→ **What you are asked to do**
Can you retype only the lines from the one with "Reviewer note: confirm that every instance of the pitcher" through the final line of the material, exactly as given?
::::::::::
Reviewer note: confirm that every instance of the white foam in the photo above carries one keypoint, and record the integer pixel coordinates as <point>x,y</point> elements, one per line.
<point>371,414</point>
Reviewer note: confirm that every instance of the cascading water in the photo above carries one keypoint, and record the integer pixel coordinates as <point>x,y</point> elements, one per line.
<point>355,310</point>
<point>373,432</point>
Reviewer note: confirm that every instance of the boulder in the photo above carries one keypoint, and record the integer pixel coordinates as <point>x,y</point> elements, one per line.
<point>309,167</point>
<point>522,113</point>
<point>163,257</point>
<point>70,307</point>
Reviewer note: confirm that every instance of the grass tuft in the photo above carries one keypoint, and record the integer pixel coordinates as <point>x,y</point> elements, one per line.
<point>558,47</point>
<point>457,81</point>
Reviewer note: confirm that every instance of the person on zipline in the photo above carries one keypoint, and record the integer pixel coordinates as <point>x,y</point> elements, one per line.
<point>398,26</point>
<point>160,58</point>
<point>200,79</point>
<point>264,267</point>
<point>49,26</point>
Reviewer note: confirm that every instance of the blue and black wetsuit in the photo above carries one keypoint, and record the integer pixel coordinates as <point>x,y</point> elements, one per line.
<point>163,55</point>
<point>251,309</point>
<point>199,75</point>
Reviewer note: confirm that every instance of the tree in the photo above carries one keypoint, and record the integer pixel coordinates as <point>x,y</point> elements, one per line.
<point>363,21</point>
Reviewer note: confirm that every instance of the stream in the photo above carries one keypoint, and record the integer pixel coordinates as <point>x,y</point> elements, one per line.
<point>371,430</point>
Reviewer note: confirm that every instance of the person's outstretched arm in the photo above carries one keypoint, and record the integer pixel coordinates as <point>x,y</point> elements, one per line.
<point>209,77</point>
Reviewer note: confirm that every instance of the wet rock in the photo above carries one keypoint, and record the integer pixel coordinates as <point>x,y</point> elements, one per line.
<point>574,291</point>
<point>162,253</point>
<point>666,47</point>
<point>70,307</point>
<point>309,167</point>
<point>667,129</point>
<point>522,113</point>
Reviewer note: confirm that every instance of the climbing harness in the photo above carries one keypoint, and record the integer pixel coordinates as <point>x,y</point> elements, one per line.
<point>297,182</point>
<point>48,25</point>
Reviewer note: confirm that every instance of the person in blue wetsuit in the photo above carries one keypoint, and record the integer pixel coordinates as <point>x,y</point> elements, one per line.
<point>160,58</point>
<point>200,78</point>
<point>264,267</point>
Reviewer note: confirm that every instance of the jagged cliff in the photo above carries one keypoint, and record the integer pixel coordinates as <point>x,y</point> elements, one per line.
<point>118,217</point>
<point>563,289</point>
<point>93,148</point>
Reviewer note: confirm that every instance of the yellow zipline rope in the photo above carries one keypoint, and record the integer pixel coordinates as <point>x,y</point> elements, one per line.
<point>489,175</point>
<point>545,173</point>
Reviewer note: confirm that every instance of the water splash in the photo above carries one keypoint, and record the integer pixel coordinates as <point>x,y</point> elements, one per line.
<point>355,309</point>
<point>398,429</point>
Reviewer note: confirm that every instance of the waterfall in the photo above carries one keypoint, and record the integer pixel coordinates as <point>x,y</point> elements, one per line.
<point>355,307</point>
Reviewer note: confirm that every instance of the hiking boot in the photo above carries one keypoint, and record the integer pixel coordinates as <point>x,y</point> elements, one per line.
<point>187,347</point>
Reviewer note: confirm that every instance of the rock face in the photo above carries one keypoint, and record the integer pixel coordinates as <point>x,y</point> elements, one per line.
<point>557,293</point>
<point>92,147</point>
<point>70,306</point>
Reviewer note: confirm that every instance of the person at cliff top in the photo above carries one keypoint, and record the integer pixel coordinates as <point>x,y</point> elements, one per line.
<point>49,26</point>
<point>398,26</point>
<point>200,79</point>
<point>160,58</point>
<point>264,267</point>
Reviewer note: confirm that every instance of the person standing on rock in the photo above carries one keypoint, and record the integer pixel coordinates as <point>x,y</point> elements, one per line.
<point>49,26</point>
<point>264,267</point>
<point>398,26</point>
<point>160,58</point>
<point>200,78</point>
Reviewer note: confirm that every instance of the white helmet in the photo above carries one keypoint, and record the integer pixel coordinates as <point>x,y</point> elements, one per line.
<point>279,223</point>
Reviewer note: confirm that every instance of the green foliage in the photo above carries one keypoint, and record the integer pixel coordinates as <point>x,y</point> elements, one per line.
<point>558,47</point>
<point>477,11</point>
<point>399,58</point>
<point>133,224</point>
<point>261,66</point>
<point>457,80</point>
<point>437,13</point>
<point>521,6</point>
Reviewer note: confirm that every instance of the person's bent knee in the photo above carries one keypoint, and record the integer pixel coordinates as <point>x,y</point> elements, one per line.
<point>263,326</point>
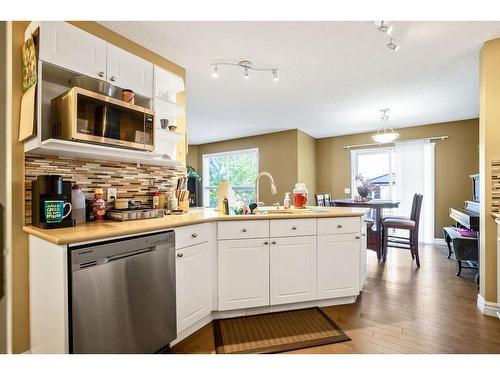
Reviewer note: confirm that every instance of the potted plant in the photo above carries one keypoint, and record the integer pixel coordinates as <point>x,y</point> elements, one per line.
<point>365,187</point>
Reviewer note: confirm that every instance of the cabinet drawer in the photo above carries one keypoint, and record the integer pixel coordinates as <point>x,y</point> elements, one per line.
<point>191,235</point>
<point>292,227</point>
<point>233,230</point>
<point>339,225</point>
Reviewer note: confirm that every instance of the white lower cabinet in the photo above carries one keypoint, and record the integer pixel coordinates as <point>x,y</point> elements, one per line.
<point>338,265</point>
<point>293,269</point>
<point>243,273</point>
<point>193,284</point>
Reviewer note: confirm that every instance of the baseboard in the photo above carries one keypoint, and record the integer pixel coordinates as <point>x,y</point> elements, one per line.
<point>488,308</point>
<point>439,241</point>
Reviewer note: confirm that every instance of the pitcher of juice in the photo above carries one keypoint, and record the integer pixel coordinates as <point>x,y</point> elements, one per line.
<point>300,195</point>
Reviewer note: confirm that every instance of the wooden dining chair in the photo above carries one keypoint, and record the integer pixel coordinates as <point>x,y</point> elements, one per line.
<point>320,200</point>
<point>411,224</point>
::::::::::
→ **Response to this exercise**
Reviewer note: confirm that every instance of the pitcher of juice in the photo above carries one keypoint, and record the integer pixel coordinates as <point>x,y</point> elements, one per line.
<point>300,195</point>
Reviewer note: confirm that every instance of the wooden dining chair in the photo above carries one keypoint, and record the integer pixel coordinates as <point>x,y</point> elements, one per line.
<point>320,200</point>
<point>411,224</point>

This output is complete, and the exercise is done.